*Records for the task:*
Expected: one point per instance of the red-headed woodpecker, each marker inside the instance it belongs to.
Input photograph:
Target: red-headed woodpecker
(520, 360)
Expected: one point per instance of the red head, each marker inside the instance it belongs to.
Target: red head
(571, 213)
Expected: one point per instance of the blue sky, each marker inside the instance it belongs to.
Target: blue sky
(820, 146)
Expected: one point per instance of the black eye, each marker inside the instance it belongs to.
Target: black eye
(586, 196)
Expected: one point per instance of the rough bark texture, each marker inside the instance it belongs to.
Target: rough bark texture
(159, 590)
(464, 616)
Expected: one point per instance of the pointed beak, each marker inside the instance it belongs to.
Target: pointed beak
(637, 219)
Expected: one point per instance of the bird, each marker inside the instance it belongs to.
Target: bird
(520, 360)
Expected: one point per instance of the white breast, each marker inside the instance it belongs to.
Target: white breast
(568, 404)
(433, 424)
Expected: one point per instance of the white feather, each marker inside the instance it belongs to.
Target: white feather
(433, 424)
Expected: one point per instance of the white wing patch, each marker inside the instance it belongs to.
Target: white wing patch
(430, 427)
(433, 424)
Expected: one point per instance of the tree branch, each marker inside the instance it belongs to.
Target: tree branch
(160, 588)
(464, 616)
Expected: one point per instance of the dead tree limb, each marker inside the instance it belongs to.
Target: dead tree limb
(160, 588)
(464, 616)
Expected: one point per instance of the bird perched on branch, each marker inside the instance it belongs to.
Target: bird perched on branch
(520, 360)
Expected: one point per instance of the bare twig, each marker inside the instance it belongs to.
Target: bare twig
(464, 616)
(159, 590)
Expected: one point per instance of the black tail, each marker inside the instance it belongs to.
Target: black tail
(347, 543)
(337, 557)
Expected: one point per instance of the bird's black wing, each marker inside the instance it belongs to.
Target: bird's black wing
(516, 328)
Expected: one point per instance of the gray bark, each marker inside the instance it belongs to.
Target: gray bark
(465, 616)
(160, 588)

...

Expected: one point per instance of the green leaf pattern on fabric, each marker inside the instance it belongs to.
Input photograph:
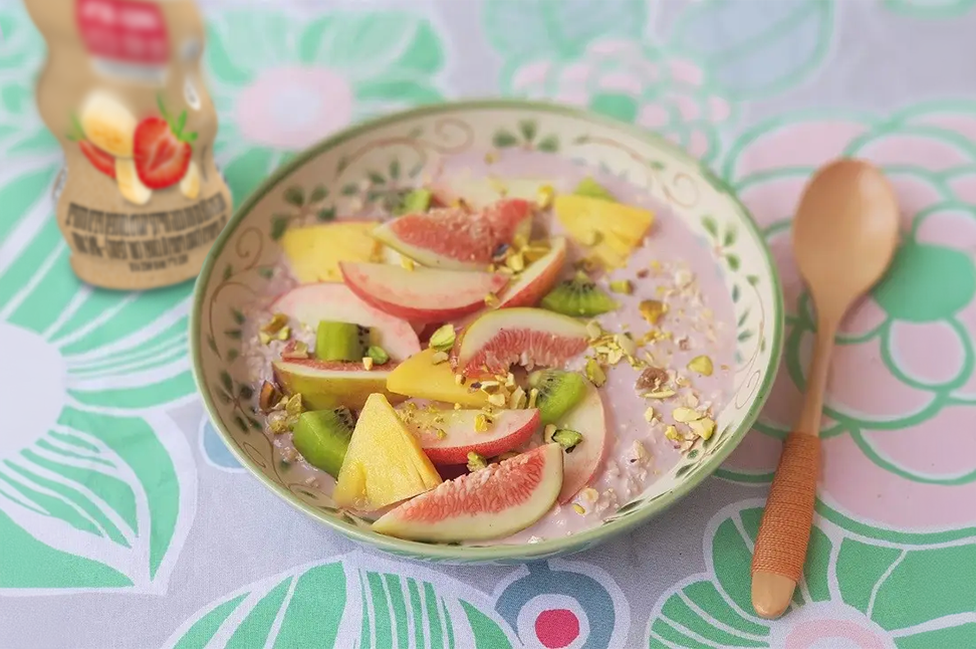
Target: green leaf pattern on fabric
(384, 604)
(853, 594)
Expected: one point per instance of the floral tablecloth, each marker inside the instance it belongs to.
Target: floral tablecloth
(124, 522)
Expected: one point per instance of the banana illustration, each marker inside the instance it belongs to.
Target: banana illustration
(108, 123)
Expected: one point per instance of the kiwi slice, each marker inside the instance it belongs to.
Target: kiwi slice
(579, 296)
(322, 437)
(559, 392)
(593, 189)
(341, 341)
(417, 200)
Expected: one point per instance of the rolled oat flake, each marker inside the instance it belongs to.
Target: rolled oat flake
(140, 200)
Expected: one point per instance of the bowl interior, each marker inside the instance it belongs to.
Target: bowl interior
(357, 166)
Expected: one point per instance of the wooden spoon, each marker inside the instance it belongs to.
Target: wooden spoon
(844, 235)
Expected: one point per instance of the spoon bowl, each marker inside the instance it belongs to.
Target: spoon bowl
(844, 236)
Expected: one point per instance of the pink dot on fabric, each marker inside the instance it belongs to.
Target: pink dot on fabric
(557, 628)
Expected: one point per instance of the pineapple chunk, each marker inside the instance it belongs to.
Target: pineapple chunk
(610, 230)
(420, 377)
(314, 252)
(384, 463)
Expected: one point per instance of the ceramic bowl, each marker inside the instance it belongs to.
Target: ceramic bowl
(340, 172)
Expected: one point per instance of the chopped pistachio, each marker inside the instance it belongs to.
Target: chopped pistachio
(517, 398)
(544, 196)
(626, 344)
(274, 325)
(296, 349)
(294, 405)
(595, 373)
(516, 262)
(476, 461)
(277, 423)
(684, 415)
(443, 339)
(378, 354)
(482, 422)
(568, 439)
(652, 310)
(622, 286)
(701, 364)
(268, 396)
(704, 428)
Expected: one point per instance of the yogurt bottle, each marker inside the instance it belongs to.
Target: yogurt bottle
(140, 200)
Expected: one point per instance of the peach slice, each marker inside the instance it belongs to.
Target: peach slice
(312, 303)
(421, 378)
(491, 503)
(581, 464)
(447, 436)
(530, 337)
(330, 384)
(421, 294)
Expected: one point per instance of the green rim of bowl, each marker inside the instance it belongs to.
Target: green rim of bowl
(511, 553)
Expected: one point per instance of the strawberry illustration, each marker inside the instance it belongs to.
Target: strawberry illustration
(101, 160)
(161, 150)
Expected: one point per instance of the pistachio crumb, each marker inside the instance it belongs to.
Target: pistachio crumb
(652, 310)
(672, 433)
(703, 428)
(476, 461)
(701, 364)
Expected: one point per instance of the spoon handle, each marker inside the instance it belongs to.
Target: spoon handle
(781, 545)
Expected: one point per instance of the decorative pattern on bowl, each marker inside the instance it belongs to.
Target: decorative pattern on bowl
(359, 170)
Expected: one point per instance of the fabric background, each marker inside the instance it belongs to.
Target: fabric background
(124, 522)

==

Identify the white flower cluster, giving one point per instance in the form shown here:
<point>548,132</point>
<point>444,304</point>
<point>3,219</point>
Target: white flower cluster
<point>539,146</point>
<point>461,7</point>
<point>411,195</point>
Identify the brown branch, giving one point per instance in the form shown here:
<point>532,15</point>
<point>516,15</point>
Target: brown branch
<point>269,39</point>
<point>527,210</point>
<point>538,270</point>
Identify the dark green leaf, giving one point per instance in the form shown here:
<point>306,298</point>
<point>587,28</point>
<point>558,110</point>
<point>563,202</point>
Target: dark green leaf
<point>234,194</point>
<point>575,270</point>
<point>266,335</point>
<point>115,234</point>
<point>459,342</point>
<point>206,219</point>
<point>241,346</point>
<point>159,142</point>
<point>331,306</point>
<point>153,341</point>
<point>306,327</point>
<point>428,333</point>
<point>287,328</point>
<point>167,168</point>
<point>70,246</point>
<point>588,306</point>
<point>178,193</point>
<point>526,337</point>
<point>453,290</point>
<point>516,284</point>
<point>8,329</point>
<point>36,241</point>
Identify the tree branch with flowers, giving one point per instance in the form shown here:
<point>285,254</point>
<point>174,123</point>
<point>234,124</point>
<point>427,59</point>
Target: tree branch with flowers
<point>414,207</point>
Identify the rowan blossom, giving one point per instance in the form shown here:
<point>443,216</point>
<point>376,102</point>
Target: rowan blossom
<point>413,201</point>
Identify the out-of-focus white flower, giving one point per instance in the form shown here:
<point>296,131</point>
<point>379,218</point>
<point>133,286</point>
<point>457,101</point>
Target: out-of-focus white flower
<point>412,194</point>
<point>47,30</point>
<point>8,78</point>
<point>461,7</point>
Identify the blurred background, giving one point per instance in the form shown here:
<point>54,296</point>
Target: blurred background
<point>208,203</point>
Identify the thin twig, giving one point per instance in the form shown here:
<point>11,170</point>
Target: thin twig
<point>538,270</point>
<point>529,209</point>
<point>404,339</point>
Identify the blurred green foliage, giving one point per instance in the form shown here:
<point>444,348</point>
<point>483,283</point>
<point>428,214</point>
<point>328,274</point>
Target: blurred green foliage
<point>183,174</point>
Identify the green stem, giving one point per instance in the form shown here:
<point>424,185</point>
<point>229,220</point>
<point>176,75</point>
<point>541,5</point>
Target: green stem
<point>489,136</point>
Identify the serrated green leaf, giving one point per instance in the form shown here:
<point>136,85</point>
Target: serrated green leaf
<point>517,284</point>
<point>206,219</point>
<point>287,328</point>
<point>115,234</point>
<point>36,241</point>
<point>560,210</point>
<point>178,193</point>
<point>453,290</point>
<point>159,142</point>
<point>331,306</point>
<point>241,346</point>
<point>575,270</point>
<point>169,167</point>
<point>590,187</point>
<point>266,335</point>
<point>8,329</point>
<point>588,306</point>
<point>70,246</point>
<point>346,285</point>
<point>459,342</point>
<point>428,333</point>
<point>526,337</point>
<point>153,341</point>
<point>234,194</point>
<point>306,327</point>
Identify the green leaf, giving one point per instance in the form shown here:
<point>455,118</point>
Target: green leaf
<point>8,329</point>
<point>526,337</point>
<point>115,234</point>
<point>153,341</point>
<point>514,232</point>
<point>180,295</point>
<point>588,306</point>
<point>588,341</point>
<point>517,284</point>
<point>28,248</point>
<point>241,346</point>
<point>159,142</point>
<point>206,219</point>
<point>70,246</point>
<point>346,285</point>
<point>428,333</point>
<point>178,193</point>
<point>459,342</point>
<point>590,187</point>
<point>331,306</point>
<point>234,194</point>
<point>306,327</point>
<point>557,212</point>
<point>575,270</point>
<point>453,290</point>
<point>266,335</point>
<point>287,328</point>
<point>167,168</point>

*Set exercise:* Gather every line of the records above that contains the string "handle", treating uppercase and lowercase letters as distinct.

*Answer to this task:*
Expected: one point per instance of the spoon handle, each marker inside the instance it belongs to.
Target: spoon handle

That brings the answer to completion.